Work task — The lines to copy are those with "frame" in them. Pull each one from the entries below.

Provided information —
"""
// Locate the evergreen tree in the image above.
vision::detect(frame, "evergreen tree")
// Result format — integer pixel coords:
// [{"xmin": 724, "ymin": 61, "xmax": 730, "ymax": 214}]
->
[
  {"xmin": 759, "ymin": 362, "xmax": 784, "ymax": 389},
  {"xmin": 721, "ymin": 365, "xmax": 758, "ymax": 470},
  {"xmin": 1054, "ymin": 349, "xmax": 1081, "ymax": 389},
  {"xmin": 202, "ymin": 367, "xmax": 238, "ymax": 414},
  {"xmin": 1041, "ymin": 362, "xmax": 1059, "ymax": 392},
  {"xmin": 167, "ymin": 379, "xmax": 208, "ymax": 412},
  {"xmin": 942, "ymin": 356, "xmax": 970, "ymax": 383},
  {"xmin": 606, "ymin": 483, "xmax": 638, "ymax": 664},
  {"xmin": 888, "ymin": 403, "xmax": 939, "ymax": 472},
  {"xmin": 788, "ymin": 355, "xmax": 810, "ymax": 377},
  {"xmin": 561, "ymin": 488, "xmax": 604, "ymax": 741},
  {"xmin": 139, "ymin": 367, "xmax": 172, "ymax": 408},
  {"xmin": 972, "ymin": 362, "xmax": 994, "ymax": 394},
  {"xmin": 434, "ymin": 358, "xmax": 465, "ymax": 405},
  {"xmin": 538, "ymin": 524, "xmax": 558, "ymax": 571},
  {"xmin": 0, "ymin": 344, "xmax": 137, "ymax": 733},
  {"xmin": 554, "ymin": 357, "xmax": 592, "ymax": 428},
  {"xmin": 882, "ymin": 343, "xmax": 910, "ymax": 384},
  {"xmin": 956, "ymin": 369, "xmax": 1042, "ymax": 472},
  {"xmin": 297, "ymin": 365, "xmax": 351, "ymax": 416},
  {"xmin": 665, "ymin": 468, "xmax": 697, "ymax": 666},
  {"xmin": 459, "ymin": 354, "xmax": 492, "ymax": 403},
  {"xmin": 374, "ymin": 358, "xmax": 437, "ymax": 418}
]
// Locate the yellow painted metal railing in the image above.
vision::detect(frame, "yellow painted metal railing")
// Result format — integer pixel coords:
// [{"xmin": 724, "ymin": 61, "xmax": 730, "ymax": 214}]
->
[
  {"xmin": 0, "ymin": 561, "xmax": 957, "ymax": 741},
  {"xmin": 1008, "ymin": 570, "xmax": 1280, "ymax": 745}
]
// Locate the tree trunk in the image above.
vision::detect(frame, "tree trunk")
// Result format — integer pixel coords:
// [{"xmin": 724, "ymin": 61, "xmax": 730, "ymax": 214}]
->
"""
Exercise answer —
vision::detect(frame, "evergreen tree")
vision::detect(frame, "yellow painted metal railing")
vision::detect(frame, "tree trunk")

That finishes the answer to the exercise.